**WHAT TO WORK ON:**
The full data must be written out exactly, with every line included.

[MATERIAL FOR THE TASK Boundary: Start]

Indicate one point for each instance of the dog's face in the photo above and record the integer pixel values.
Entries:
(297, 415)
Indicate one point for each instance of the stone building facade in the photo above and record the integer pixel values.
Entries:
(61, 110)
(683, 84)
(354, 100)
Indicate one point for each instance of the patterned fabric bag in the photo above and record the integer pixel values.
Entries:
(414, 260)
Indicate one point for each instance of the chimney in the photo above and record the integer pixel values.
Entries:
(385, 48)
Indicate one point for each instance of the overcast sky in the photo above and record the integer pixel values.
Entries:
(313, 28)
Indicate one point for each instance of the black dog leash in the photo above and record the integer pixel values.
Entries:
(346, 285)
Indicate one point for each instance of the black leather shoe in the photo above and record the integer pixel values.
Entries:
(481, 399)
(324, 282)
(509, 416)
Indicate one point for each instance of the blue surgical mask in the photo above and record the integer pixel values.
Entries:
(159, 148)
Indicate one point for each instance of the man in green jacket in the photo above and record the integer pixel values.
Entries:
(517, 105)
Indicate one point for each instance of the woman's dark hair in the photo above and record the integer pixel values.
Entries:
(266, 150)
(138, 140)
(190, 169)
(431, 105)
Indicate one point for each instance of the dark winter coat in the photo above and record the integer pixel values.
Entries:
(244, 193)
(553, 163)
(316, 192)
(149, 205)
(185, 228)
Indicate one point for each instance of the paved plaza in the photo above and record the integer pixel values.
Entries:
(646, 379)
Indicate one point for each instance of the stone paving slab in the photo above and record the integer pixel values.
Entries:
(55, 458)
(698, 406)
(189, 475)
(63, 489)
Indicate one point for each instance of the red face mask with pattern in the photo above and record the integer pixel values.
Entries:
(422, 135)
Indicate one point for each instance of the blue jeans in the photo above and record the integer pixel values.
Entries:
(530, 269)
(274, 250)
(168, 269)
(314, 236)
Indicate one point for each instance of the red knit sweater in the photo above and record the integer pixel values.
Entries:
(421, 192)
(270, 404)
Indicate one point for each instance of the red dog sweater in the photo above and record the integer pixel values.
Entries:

[MATERIAL FOR THE TASK Boundary: End]

**EXERCISE ANSWER:**
Indicate one point for each instance of the dog's face in the photo above and record the integer pixel values.
Entries:
(297, 415)
Indicate one point for each instance of the stone building facade in the photo above and record the integer pixel values.
Entries:
(61, 110)
(683, 84)
(354, 100)
Indicate one point for each instance of the patterned fabric bag in the photo above and record the integer pixel values.
Entries:
(414, 260)
Indicate one point for each instance of the chimney in the photo above and record the integer pixel values.
Entries:
(385, 48)
Indicate one point for each instance of the overcast sky in the photo above and record the integer pixel values.
Entries:
(313, 28)
Indicate one point for each instance of the black dog leash in the photo above and record the integer pixel values.
Entries:
(346, 285)
Indicate one point for each instance of the black leather shoe in the photo above and record the integer pixel values.
Entries:
(481, 399)
(324, 282)
(509, 416)
Indicate one point for each instance of the blue surgical mask in the photo above and record the integer pixel values.
Entries:
(159, 148)
Indicate one point for each instance of the man in green jacket in the photo above and record the integer pixel values.
Entries:
(517, 105)
Indicate one point for each instance of the woman's dark hair in the photo above and record the integer pixel values.
Entries:
(266, 150)
(138, 140)
(190, 169)
(431, 105)
Indicate one point for each instance of the dark winter coat in the photo above and record the integer pixel values.
Entries:
(244, 193)
(553, 163)
(316, 192)
(149, 205)
(185, 228)
Indicate one point for each instance of the paved plaza in the photo above and record the integer pixel values.
Entries:
(646, 379)
Indicate one point for each instance of the stone paving slab in the photo above and record the integer pixel values.
Entries:
(55, 458)
(698, 406)
(189, 475)
(63, 489)
Indicate one point for each instance of the red face mask with pattern in the photo above and record the integer pixel values.
Entries:
(422, 135)
Indicate one point for each instance of the blue jeans in the photo above and record the integer pixel values.
Entries:
(530, 269)
(274, 250)
(168, 269)
(314, 236)
Indicate one point for each instance of the red knit sweater in the photo above and record the integer pixel values.
Entries:
(421, 192)
(270, 404)
Indicate one point for each instance of the red dog sweater in the photo above and record the integer pixel values.
Entries:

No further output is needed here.